* _EXERCISE TASK_: Reproduce every item below word for word, omitting the pictures.

* _EXERCISE DATA_:
········

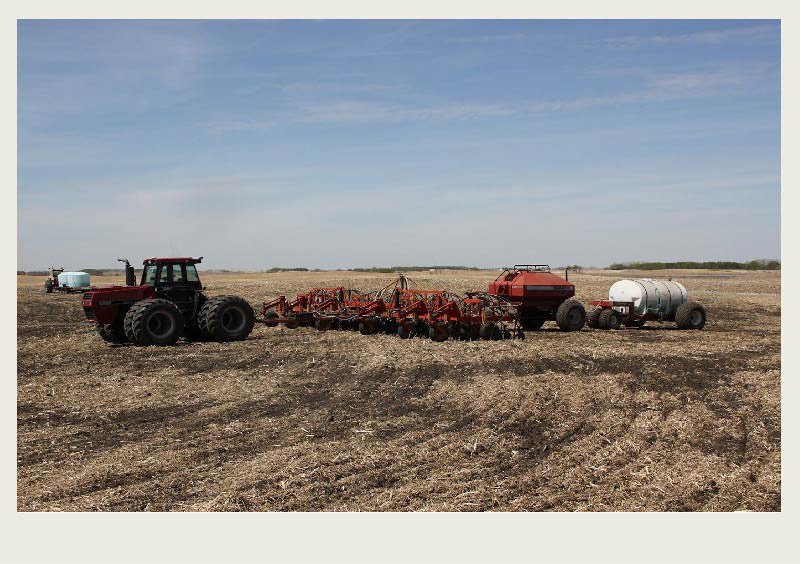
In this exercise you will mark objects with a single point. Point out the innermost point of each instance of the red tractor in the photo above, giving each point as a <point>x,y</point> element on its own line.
<point>167,304</point>
<point>540,296</point>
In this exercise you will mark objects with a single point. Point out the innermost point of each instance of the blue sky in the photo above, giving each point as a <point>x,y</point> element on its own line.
<point>373,143</point>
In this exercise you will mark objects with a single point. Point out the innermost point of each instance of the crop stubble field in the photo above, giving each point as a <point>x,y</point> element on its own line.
<point>640,420</point>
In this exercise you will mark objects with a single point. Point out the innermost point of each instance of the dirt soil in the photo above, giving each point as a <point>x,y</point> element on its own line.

········

* _ANSWER FOR THE TASK_:
In this exercise you will mark objects with a single point. Point out the innermost point of each instance of the red tractor in the photo above, giving each point as a <point>x,y</point> element on its own line.
<point>167,304</point>
<point>540,296</point>
In this exercise you will mark objects with a single point. Point out the innermost point of each instance of the blue sky in the photo above, giving each point as a <point>x,y</point> element on its own line.
<point>373,143</point>
In this exercise you will mark objects with a single point. Point out the innermost point of each instance of the crop stubble field in the photo above, giving each point as a <point>x,y</point> element on its own line.
<point>640,420</point>
In this exercise you will mark objects with a single point. Point out the innermost point of each instance of the dirt soil in the photo above, giving each point as a <point>x,y</point> element on its own line.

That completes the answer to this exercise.